◆ Source document
Just noticed an ad for SpaceTalk on the tennis, but really it has to be THE item across children's device market to be successful.

Going hard to grow ("aggressive marketing campaign" with TV, electronic and direct, etc) but that costs money. With $5mill on hand, will they have to come back for some more from shareholders? Chart seems to say this.


----------



## Dona Ferentes (30 June 2020)

will MWR ever be anything but a niche product, with 'cap and collar' potential to make money? First telco signed might lead to something (Xmas?)


> ....entered into a Sales Agreement with leading mobile network operator, Vodafone Hutchison Australia, to sell its SPACETALK children’s mobile phone smartwatch in *Vodafone retail stores*, with early August launch targeted.



The 12 month SP isn't showing much optimism:


----------



## System (16 November 2020)

On November 16th, 2020, MGM Wireless Limited (MGM) changed its name and ASX code to SPACETALK Limited (SPA).


----------



## Dona Ferentes (2 January 2021)

making it to Tim Boreham's 2021 tips -: Criterion's list of stocks to watch in 2021

*Spacetalk (ASX: SPA) :: $20 million*




> Formerly known as MWR Communications, *Spacetalk *last month changed its moniker to reflect its lead wearable devices that keep primary school kids safe through GPS tracking and a call function to trusted parties only.

◆ Aim of the task
Extract everything in the SpaceTalk forum thread from "The 12 month" down to "SPACETALK Limited (SPA).". The entries have no connection to the forum thread about SpaceTalk.

[Items from a dataset]
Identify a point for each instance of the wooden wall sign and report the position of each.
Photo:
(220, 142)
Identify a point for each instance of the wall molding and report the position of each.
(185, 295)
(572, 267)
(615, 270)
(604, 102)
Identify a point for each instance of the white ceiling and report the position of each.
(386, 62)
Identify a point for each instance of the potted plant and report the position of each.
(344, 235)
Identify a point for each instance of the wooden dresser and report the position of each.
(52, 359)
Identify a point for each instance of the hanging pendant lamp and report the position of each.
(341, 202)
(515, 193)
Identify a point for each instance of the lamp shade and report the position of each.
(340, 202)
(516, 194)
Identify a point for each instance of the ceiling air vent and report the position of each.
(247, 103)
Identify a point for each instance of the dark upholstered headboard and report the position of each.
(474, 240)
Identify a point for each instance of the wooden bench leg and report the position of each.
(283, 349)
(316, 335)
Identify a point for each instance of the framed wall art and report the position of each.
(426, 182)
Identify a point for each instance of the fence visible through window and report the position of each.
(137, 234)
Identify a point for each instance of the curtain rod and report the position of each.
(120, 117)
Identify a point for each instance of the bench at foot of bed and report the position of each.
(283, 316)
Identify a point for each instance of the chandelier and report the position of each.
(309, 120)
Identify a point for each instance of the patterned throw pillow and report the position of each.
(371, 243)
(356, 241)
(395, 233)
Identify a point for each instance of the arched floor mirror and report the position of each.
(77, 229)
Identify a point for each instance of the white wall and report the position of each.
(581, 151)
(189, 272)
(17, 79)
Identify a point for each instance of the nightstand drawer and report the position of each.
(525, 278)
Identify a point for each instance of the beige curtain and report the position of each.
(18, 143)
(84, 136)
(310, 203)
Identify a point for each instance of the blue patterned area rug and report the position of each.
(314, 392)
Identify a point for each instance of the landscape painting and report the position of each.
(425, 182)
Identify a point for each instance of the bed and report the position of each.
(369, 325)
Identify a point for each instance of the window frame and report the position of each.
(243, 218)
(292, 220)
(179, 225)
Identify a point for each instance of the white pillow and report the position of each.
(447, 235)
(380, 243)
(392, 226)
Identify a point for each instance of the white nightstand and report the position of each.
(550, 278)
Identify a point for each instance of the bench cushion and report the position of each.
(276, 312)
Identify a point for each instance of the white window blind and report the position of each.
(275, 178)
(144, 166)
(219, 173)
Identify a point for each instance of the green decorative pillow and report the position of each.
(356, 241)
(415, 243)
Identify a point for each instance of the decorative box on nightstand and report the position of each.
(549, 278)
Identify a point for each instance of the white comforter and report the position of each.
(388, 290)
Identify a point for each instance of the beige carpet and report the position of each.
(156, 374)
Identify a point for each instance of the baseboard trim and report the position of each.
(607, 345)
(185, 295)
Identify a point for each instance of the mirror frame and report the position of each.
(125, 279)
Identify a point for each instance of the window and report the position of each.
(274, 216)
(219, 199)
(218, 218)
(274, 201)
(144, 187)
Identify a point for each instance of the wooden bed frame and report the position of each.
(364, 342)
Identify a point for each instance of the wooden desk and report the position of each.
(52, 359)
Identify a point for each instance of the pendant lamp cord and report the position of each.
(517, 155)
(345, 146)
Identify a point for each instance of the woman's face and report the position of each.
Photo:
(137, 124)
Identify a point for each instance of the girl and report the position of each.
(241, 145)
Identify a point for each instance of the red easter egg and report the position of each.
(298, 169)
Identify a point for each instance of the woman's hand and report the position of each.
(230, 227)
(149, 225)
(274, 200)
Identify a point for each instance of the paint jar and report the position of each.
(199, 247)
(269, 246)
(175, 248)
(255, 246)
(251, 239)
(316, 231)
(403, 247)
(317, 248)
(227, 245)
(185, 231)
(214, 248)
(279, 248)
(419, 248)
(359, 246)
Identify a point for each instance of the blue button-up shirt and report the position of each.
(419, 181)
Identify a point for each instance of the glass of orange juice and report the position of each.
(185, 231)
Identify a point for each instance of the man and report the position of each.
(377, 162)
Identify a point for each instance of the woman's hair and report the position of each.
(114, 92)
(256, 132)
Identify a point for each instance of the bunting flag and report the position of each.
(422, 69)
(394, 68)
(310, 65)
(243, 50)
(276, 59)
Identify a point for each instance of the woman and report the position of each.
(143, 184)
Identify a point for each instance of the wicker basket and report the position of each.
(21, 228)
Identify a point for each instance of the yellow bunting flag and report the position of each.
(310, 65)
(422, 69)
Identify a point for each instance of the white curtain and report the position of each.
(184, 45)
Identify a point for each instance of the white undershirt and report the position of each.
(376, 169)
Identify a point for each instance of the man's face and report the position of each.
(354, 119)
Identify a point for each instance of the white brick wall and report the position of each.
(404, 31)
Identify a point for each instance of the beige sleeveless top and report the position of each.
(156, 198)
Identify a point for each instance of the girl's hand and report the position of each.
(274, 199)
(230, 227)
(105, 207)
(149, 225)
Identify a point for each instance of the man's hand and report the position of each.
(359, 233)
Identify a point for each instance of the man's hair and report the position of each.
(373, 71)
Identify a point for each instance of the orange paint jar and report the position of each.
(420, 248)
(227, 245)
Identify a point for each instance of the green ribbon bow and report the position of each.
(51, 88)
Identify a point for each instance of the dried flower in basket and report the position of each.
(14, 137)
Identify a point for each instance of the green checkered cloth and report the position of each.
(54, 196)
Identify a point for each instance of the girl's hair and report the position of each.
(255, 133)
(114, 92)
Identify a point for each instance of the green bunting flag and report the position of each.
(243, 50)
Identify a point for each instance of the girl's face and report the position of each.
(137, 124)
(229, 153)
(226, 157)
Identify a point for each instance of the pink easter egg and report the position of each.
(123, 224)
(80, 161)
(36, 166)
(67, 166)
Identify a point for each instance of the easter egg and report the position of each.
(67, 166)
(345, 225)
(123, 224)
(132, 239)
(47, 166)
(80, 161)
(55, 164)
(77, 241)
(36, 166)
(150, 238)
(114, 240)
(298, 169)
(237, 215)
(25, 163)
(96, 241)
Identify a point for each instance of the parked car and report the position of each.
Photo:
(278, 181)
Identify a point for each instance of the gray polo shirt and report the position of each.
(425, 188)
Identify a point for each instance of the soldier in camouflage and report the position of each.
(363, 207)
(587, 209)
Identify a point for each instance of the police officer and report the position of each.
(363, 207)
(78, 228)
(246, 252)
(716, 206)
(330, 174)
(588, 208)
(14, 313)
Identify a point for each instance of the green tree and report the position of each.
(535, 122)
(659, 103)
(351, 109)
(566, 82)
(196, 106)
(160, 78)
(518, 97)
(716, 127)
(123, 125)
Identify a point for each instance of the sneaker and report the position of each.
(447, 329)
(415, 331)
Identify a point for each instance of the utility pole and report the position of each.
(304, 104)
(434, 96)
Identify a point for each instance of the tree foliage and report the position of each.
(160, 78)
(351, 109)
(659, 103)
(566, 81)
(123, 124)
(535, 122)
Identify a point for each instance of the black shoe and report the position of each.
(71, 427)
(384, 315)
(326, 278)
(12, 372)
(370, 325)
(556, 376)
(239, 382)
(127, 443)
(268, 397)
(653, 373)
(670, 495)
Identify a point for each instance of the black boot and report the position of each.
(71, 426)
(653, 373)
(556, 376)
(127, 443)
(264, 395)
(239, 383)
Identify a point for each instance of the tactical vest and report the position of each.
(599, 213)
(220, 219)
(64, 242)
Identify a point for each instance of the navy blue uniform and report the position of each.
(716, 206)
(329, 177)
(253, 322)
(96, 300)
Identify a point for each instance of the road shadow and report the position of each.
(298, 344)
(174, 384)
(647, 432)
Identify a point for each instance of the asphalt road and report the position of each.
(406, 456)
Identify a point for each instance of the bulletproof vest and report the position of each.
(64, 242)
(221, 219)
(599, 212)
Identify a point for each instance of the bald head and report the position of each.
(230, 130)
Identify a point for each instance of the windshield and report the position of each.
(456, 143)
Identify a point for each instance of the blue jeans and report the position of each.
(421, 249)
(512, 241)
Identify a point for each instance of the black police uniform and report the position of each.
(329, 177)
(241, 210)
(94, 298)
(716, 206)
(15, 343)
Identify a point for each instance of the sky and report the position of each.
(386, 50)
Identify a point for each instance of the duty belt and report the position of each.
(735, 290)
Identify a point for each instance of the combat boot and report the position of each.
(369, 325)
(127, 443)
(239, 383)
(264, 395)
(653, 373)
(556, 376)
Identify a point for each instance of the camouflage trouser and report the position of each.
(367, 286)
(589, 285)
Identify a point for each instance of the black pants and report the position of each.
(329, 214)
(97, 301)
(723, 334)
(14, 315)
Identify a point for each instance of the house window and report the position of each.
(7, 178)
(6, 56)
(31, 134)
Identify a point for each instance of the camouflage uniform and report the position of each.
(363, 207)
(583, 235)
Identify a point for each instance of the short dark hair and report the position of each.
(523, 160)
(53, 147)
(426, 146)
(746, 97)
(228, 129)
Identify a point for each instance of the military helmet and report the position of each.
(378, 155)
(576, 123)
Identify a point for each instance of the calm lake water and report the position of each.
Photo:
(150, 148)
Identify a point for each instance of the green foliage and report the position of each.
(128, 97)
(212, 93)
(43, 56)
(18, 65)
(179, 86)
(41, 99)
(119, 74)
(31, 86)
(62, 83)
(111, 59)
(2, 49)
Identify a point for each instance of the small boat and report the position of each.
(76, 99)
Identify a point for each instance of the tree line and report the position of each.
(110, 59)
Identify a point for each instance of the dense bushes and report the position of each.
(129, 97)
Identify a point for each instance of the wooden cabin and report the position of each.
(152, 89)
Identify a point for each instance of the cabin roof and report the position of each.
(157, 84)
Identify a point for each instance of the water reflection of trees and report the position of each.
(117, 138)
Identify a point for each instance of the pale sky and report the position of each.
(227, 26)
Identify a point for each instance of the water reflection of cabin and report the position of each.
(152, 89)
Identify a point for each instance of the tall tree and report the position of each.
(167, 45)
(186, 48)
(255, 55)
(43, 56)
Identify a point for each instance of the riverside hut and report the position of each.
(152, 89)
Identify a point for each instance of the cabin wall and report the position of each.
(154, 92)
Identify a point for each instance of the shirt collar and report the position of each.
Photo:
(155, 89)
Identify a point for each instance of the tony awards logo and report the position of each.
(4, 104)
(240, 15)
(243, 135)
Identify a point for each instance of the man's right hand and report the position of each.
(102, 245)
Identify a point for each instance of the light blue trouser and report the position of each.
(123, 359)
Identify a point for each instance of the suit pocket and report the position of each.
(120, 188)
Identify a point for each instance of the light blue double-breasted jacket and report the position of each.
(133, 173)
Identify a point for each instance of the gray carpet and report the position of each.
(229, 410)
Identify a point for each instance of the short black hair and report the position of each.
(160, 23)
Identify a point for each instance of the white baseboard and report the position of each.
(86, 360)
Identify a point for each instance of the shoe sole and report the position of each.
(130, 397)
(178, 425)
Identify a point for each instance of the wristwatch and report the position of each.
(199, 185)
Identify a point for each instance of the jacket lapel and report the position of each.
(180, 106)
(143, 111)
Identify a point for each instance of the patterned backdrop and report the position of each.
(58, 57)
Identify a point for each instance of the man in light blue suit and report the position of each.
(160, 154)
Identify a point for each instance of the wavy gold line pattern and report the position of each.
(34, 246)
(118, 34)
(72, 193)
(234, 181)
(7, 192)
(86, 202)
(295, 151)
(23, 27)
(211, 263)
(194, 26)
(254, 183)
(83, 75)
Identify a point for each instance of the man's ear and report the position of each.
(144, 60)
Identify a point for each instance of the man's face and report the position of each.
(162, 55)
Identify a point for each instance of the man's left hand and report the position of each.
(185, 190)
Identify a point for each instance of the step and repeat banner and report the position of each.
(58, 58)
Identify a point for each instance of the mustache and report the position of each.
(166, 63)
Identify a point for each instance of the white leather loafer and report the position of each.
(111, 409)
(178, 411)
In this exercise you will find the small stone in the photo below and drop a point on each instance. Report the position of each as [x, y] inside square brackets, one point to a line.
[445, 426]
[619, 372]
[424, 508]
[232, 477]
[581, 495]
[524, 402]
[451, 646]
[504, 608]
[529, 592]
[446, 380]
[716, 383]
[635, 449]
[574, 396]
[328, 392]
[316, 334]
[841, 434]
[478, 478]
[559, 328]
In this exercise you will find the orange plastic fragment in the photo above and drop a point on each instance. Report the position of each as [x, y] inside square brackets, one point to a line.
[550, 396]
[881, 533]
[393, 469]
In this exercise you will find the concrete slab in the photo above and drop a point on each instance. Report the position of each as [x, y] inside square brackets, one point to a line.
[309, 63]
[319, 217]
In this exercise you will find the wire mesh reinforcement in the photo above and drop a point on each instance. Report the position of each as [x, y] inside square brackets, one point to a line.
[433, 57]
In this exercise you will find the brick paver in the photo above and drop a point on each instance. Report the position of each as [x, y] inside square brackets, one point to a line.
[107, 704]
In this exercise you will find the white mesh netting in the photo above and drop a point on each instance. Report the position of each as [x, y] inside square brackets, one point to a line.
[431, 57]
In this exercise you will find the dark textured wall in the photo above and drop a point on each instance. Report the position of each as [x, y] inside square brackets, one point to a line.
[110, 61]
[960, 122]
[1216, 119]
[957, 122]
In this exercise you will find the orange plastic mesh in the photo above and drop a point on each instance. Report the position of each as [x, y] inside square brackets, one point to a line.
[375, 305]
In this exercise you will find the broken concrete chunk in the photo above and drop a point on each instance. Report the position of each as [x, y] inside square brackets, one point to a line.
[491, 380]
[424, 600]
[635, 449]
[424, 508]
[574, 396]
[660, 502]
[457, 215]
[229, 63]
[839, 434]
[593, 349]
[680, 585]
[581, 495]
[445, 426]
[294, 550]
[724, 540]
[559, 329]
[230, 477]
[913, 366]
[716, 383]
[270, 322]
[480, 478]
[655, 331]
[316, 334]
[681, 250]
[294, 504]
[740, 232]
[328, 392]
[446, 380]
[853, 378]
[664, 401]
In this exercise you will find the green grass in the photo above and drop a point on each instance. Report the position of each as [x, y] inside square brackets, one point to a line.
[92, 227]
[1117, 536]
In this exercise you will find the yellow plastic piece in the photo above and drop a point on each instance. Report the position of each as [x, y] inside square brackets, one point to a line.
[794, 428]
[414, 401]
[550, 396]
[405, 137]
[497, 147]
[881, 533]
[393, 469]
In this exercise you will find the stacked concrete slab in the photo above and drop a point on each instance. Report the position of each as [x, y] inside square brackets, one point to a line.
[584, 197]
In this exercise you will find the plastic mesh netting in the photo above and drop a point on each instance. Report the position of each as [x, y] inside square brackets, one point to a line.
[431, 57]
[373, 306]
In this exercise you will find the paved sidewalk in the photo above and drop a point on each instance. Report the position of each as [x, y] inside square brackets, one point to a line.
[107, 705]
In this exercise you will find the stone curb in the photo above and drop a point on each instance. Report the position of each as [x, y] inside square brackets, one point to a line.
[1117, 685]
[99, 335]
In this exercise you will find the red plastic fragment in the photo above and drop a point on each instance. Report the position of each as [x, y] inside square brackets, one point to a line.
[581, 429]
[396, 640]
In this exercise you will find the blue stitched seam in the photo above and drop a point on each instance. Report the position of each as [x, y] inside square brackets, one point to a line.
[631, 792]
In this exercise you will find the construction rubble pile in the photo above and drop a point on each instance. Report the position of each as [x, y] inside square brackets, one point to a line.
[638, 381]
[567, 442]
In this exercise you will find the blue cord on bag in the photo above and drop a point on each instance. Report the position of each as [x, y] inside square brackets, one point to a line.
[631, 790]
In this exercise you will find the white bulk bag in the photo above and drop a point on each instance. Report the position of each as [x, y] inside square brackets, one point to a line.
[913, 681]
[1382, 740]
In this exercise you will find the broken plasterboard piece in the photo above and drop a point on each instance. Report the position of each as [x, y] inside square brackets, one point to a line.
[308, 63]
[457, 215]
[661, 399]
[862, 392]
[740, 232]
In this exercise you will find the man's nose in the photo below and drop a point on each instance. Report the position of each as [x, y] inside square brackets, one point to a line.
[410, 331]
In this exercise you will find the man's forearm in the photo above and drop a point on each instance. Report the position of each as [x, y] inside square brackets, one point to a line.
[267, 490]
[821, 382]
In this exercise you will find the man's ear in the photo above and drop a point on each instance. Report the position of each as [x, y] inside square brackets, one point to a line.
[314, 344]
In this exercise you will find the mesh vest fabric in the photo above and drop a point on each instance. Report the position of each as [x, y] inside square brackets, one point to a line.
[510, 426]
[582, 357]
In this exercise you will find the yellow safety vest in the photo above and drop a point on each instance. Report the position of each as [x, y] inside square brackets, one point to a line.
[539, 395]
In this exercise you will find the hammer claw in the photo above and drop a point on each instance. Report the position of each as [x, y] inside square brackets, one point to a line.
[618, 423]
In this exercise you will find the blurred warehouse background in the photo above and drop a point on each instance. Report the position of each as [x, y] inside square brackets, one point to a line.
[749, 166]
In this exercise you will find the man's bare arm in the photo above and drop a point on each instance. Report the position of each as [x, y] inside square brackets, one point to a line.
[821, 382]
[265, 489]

◆ Right answer
The 12 month SP isn't showing much optimism:


----------



## System (16 November 2020)

On November 16th, 2020, MGM Wireless Limited (MGM) changed its name and ASX code to SPACETALK Limited (SPA).